ITEMS:
================

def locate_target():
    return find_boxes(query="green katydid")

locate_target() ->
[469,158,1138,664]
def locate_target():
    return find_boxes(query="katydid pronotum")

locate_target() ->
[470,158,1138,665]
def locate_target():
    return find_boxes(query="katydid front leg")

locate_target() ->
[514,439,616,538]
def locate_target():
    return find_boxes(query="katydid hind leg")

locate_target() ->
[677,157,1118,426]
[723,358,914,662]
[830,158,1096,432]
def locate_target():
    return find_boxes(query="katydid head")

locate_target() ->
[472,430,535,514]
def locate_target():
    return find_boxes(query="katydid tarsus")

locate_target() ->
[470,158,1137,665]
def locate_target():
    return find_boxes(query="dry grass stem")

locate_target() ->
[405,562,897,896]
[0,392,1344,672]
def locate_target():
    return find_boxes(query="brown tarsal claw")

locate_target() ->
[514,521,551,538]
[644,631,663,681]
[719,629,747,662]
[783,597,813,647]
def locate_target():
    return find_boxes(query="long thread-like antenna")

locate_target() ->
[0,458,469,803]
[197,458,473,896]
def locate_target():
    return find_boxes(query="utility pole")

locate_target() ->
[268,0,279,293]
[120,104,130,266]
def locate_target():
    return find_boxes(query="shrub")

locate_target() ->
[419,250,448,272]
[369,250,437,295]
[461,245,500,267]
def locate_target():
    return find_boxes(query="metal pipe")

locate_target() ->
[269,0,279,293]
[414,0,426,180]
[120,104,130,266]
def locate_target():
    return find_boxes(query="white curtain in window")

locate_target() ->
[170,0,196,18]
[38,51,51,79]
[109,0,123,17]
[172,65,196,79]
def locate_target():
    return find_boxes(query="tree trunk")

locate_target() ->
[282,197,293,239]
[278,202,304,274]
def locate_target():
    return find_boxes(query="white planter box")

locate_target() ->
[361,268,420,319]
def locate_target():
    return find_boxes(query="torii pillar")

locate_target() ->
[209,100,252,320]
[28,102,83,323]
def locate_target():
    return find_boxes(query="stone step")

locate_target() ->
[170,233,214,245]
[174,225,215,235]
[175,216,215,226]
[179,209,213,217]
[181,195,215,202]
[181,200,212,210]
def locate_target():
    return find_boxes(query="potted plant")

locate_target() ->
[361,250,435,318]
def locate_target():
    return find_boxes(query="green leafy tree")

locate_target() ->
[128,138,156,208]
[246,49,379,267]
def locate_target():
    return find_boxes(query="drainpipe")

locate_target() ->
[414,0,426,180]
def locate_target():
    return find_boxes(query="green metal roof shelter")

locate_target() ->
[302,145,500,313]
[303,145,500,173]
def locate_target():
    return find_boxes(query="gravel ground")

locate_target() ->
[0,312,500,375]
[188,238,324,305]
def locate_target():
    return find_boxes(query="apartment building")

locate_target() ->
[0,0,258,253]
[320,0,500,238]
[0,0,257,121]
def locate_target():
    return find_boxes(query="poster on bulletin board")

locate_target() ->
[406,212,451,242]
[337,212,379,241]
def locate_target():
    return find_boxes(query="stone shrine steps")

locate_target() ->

================

WRITTEN INSTRUCTION: Reproduce all of the data above verbatim, line by line, without altering anything.

RESPONSE BELOW:
def locate_target():
    return find_boxes(query="green katydid")

locate_target() ->
[469,158,1138,664]
def locate_target():
    return find_boxes(query="katydid pronotum")

locate_target() ->
[470,158,1138,665]
def locate_target():
    return find_boxes(query="katydid front leg")

locate_target() ->
[514,439,616,538]
def locate_target():
    return find_boxes(query="katydid hind leg")

locate_target() ->
[677,157,1118,426]
[723,358,914,662]
[830,158,1096,432]
def locate_target():
    return find_boxes(query="katydid head")

locate_target() ->
[472,430,535,514]
def locate_target():
    return find_boxes(query="katydid tarsus")

locate_target() ->
[470,158,1137,665]
def locate_target():
    return find_boxes(query="dry grass stem")

locate_target() ->
[405,562,897,896]
[0,392,1344,672]
def locate_target():
    return find_boxes(query="brown tarsal claw")

locate_target() ->
[514,521,551,538]
[644,631,663,681]
[719,629,747,662]
[783,597,813,647]
def locate_target():
    return find_boxes(query="long thread-like antenna")

locate_target() ->
[0,458,469,803]
[197,458,473,896]
def locate_target():
    return find_boxes(query="utility pole")

locate_target() ->
[268,0,279,293]
[120,104,130,266]
def locate_target():
    return find_boxes(query="shrub")

locate_target() ->
[419,250,448,272]
[369,250,437,295]
[461,245,500,267]
def locate_target():
    return find_boxes(query="metal pipe")

locate_target() ->
[269,0,279,293]
[414,0,426,180]
[120,104,130,266]
def locate_target():
    return find_boxes(query="white curtain in window")

locate_target() ->
[170,0,196,18]
[38,51,51,79]
[109,0,123,17]
[172,65,196,79]
def locate_target():
    return find_boxes(query="tree trunk")

locate_target() ->
[282,197,293,239]
[278,202,304,274]
def locate_target():
    return find_boxes(query="white planter box")

locate_target() ->
[361,268,420,319]
def locate_target():
    return find_boxes(query="torii pillar")

locate_target() ->
[209,100,252,320]
[28,102,83,323]
def locate_target():
    return find_boxes(query="stone step")

locate_target() ->
[170,233,214,245]
[174,225,215,235]
[175,216,215,226]
[179,209,213,217]
[181,195,215,202]
[181,200,212,210]
def locate_target():
    return find_boxes(query="potted plant")

locate_target() ->
[361,250,435,318]
def locate_target():
    return find_boxes(query="green leafy tree")

locate_target() ->
[128,138,156,208]
[246,49,379,267]
def locate_target():
    return find_boxes(query="drainpipe")

locate_target() ->
[414,0,426,180]
def locate_target():
    return find_boxes(query="green metal roof shelter")

locate_target() ->
[302,145,500,313]
[303,145,500,173]
def locate_target():
    return find_boxes(query="gravel ground")

locate_target() ->
[0,312,500,375]
[188,238,324,305]
def locate_target():
    return find_boxes(query="apartment building")

locate_target() ->
[0,0,258,253]
[320,0,500,238]
[0,0,257,121]
def locate_target():
    return find_boxes(query="poster on bulletin board")

locate_target() ->
[406,212,451,242]
[337,212,379,241]
def locate_target():
    return find_boxes(query="stone shrine steps")

locate_target() ->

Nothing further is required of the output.